REQUIRED WORK →
Output as a JSON list of strings the material from the line containing "the green hill" through the line containing "[231,295,248,314]", one string per line and both lines included. Leave out blank lines and the pictures.

RECORDED DATA →
↓↓↓
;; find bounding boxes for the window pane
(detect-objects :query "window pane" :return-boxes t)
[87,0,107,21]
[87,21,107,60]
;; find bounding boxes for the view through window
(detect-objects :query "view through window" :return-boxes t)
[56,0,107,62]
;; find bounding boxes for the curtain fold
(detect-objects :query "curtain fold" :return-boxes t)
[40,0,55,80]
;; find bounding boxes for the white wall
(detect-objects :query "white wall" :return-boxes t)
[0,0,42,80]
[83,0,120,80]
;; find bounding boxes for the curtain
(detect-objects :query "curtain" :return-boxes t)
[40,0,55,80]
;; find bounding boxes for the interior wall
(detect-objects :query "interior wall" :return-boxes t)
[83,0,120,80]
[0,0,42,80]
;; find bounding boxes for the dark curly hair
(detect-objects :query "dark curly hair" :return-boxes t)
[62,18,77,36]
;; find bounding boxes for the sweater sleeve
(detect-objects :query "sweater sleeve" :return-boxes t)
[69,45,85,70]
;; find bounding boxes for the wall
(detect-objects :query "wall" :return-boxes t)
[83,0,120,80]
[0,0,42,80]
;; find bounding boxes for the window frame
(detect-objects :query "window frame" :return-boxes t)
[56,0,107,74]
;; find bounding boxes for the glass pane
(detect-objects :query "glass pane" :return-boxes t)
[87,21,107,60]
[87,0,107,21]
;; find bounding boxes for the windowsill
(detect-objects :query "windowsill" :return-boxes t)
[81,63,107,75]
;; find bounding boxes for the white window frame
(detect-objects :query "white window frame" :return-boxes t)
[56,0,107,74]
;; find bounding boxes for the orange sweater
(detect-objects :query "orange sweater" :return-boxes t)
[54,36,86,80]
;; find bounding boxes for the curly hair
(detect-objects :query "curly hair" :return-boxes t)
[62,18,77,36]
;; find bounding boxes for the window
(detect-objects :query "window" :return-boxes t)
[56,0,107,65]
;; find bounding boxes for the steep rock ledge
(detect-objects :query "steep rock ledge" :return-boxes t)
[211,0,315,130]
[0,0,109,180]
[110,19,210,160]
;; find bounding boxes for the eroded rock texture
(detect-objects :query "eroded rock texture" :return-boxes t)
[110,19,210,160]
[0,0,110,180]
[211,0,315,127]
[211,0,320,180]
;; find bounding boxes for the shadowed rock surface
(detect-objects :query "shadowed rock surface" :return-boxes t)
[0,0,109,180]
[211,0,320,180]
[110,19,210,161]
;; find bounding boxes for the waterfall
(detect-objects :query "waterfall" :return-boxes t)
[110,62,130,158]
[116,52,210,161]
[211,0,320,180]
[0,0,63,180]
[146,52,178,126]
↑↑↑
↓↓↓
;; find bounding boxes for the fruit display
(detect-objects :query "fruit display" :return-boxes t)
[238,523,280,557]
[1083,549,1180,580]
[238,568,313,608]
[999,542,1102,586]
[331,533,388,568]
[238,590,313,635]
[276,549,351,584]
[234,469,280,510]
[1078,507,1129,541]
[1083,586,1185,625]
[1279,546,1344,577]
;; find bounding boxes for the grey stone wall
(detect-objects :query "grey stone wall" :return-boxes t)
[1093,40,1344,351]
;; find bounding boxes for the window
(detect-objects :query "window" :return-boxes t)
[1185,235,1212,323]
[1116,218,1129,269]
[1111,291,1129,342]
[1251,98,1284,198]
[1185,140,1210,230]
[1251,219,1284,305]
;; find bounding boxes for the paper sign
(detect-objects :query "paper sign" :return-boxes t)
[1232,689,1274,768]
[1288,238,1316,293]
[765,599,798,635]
↑↑↑
↓↓↓
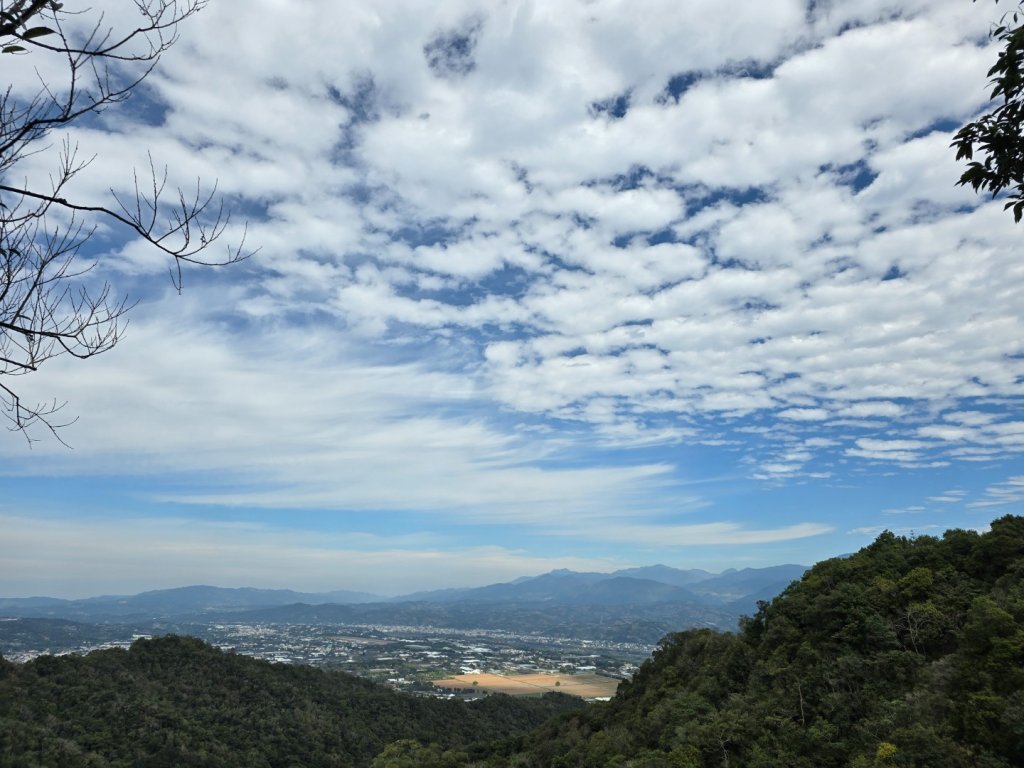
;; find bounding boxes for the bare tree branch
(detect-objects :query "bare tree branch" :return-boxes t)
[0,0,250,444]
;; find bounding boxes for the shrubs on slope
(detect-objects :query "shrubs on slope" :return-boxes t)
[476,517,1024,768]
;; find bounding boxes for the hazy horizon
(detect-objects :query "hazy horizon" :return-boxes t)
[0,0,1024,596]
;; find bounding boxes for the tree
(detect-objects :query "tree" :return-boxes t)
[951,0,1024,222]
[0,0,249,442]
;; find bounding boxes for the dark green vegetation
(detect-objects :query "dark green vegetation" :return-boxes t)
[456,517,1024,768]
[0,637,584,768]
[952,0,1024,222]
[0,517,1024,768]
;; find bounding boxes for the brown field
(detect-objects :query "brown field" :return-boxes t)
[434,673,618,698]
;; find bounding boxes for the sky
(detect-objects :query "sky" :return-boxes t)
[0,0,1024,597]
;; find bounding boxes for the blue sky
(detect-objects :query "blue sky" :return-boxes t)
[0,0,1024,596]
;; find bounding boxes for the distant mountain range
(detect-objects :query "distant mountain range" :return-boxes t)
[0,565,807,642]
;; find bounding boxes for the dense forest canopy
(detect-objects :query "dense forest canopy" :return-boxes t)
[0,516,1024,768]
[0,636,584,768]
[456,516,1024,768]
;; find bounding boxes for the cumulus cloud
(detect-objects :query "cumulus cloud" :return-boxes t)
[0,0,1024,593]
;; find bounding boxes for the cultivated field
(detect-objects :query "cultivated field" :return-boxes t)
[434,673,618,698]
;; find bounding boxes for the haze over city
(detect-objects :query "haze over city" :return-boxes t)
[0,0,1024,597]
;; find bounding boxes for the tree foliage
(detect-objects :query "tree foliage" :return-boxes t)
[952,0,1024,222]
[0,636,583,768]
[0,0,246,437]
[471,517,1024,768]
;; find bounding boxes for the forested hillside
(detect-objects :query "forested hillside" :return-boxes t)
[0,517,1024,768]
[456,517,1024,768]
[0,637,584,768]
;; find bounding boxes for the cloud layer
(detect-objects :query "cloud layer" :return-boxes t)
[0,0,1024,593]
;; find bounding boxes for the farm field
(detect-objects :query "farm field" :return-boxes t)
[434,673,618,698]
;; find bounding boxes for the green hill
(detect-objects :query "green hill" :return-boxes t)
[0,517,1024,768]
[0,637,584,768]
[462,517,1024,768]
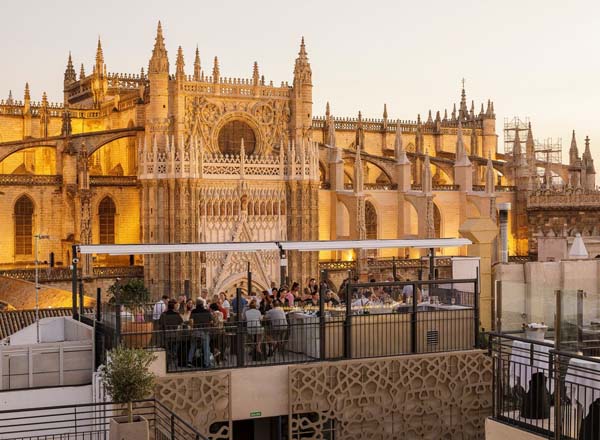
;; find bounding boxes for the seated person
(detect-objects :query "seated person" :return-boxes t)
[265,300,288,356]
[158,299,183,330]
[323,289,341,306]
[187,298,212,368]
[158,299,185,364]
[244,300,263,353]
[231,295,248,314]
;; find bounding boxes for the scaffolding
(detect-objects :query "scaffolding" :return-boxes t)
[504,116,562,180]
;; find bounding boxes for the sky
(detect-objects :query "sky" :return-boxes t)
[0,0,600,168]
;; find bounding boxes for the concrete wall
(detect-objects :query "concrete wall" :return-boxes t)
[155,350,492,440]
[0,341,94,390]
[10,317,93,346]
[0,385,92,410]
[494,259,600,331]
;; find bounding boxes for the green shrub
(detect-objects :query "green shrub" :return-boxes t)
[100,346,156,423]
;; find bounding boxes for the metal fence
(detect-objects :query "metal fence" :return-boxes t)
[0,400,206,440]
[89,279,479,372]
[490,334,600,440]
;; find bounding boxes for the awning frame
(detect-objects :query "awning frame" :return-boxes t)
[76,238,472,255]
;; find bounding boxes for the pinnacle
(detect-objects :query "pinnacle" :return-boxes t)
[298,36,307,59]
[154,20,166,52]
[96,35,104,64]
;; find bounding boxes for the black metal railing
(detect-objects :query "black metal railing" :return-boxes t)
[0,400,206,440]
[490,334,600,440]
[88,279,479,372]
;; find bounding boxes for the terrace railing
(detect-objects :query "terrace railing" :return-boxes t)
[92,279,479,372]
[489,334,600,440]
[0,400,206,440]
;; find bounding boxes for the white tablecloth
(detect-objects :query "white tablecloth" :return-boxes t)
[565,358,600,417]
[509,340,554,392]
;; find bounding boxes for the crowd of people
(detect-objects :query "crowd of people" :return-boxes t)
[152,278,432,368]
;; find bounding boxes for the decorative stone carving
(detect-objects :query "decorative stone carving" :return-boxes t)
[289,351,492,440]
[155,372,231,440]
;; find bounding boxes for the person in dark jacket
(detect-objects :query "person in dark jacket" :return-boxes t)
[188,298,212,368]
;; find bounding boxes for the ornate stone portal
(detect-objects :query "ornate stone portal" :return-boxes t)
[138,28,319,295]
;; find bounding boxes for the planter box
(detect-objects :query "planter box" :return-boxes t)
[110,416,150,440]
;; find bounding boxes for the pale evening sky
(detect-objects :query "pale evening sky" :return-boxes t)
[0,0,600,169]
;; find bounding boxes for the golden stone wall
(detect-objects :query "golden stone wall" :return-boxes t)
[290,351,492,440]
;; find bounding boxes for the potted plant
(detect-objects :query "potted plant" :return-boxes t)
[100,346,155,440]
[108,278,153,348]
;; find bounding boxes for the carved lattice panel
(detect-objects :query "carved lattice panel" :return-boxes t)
↑↑↑
THE SOLUTION →
[
  ";; find bounding boxes for the green hill",
  "(detect-objects :query \"green hill\" :return-boxes t)",
  "[0,517,1024,768]",
  "[0,637,584,768]",
  "[462,517,1024,768]",
  ";; find bounding boxes for the seated person",
  "(detect-objects :query \"seated person\" :return-boxes t)",
  "[265,300,288,356]",
  "[158,299,183,330]",
  "[323,289,341,306]",
  "[187,298,212,368]",
  "[158,299,185,364]",
  "[244,300,263,353]",
  "[231,295,248,314]"
]